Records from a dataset
━━━━
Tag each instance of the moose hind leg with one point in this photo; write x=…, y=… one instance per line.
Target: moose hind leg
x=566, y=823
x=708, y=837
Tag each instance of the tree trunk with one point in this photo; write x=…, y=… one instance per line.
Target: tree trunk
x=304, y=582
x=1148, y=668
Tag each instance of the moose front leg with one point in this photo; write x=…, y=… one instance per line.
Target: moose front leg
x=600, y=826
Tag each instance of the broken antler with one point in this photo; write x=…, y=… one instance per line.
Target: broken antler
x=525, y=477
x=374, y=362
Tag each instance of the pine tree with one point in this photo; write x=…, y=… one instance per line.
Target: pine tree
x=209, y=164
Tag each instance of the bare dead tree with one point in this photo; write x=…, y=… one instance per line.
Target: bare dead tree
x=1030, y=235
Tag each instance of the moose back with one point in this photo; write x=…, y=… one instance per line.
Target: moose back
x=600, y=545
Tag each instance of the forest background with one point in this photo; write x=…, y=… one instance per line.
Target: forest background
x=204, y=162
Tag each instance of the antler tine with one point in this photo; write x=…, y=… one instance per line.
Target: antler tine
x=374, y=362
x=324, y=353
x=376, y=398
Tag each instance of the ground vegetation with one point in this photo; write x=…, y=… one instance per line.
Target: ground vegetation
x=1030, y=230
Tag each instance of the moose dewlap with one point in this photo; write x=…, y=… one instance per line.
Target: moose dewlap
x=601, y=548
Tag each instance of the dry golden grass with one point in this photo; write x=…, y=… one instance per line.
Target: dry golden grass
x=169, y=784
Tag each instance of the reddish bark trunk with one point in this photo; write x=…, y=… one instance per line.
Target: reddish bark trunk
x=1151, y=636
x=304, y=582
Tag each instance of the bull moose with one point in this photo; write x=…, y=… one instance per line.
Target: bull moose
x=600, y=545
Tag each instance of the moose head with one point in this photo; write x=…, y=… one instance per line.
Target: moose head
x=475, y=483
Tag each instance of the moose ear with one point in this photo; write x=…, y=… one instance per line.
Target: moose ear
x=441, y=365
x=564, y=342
━━━━
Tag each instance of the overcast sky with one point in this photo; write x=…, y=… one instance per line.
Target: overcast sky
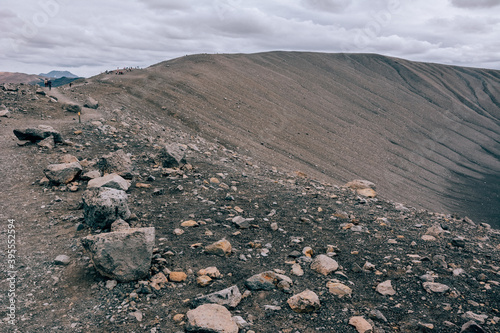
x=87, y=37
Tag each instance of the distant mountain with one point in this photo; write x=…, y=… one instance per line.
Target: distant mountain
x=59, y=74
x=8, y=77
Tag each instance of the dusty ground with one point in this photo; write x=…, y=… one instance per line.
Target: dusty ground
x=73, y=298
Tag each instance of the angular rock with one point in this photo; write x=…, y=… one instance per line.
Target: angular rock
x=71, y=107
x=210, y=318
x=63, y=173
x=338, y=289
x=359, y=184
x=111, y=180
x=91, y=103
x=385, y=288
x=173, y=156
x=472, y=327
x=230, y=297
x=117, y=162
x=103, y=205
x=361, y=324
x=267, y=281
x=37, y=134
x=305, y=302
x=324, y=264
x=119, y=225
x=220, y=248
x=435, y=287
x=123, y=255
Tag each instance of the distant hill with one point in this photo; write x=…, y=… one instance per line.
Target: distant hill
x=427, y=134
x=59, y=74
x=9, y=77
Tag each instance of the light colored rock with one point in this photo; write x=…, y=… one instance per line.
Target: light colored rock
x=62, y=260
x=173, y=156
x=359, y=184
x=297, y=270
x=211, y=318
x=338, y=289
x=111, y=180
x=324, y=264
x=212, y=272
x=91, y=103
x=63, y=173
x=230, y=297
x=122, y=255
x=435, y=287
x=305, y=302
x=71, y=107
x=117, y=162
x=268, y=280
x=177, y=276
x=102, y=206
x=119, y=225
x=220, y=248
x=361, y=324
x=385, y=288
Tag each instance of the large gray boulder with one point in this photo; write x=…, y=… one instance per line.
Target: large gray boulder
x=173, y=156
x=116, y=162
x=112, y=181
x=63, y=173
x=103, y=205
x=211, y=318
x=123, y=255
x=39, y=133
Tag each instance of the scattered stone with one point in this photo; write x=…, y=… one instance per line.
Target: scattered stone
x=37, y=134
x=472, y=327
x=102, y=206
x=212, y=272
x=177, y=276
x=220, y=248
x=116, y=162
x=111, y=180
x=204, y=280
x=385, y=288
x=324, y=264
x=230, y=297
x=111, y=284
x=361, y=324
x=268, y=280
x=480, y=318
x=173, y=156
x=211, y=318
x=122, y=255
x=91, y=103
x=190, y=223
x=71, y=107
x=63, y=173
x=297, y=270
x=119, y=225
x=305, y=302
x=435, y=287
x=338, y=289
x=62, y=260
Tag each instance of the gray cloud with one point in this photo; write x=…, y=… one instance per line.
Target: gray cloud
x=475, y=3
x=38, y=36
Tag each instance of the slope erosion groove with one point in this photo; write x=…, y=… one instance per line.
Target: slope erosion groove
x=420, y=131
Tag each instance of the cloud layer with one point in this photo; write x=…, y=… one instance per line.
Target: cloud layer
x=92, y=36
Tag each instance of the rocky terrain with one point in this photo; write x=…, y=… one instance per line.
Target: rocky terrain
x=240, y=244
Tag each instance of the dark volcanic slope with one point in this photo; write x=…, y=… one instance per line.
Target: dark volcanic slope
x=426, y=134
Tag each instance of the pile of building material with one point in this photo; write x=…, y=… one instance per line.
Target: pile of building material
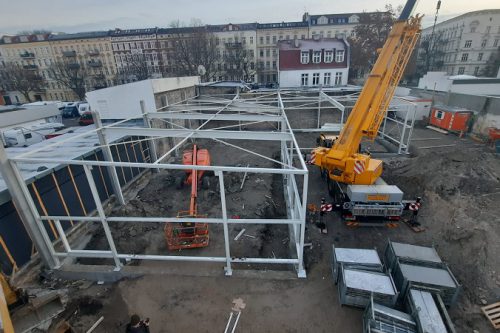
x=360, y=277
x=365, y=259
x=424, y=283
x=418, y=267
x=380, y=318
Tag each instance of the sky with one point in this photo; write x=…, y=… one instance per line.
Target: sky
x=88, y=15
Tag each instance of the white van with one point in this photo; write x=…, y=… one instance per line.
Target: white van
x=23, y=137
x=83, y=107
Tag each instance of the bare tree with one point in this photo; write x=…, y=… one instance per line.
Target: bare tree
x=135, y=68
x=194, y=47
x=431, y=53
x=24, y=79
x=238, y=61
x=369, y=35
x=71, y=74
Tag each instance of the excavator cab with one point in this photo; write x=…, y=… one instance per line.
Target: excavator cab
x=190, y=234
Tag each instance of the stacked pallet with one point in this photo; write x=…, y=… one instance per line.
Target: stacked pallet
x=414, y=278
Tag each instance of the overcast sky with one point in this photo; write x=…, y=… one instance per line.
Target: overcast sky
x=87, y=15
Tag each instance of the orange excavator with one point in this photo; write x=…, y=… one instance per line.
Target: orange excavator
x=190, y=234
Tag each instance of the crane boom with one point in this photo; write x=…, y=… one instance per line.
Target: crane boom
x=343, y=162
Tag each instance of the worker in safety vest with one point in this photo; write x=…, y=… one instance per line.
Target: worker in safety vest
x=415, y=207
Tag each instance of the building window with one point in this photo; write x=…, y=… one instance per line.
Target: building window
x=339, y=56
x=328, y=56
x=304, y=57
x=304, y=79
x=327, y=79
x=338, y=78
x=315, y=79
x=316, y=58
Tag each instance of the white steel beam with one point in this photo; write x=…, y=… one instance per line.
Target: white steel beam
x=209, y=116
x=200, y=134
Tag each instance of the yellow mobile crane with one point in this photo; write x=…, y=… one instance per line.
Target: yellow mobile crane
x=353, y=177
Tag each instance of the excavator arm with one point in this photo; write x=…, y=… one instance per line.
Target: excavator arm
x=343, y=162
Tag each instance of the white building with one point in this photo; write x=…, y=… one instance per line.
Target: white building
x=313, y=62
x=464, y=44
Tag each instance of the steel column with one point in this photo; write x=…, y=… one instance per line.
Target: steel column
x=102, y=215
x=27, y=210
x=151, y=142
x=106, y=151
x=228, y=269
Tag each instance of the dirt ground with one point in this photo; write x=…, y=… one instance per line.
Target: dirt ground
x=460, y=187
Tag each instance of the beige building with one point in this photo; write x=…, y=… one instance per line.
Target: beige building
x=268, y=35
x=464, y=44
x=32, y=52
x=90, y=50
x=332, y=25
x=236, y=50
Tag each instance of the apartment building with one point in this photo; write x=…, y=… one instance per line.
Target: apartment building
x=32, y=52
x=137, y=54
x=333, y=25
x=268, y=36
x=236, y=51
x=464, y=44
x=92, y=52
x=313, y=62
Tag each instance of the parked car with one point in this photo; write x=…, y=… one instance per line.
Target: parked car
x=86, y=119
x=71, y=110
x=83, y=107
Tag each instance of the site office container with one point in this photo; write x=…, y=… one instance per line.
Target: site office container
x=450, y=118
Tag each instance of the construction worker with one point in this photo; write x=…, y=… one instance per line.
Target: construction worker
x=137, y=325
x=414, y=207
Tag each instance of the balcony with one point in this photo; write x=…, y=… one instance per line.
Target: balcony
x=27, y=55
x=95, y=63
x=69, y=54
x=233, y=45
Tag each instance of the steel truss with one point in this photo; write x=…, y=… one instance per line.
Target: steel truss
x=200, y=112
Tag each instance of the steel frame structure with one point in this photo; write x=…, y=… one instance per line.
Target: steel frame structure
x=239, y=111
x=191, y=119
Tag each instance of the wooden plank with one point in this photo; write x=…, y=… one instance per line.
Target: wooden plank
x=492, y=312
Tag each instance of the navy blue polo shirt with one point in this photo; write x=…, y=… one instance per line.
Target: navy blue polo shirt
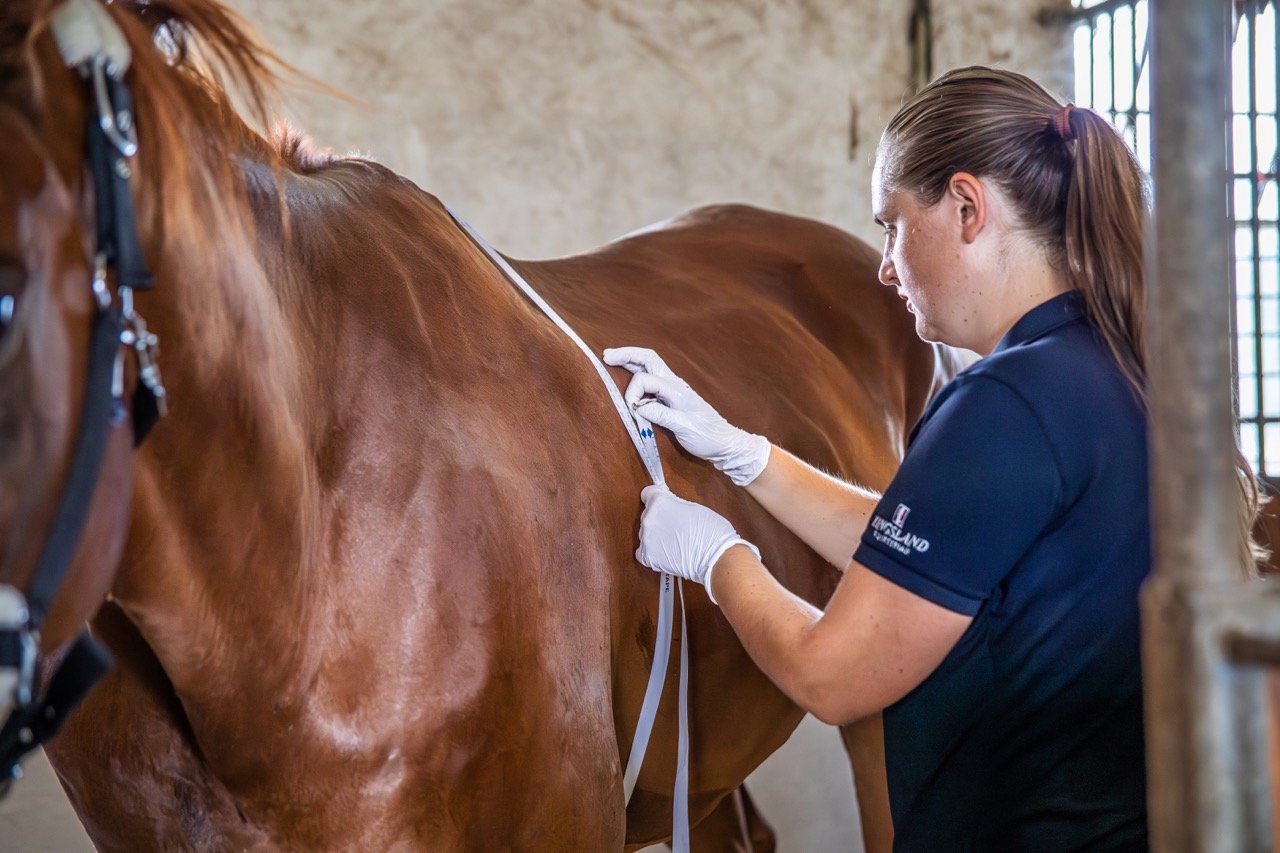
━━━━
Goal =
Quote the records from the line containing "Tag each instance of the beige" through the line containing "x=450, y=118", both lines included.

Exercise solution =
Tag each instance of the beige building with one point in this photo; write x=…, y=… one instance per line.
Target: beige building
x=268, y=35
x=464, y=44
x=32, y=52
x=90, y=50
x=332, y=25
x=236, y=50
Tag each instance of the apartment building with one point in this photo; write x=…, y=… one instance per line.
Target: apartment building
x=32, y=52
x=137, y=54
x=333, y=25
x=268, y=36
x=236, y=51
x=464, y=44
x=92, y=52
x=313, y=62
Tag each instance of the parked car with one point in this photo; write x=…, y=… one instance per line.
Target: parked car
x=86, y=119
x=71, y=110
x=83, y=107
Tag each instance of the site office container with one point in this photo; write x=…, y=… one instance per line.
Target: site office container
x=450, y=118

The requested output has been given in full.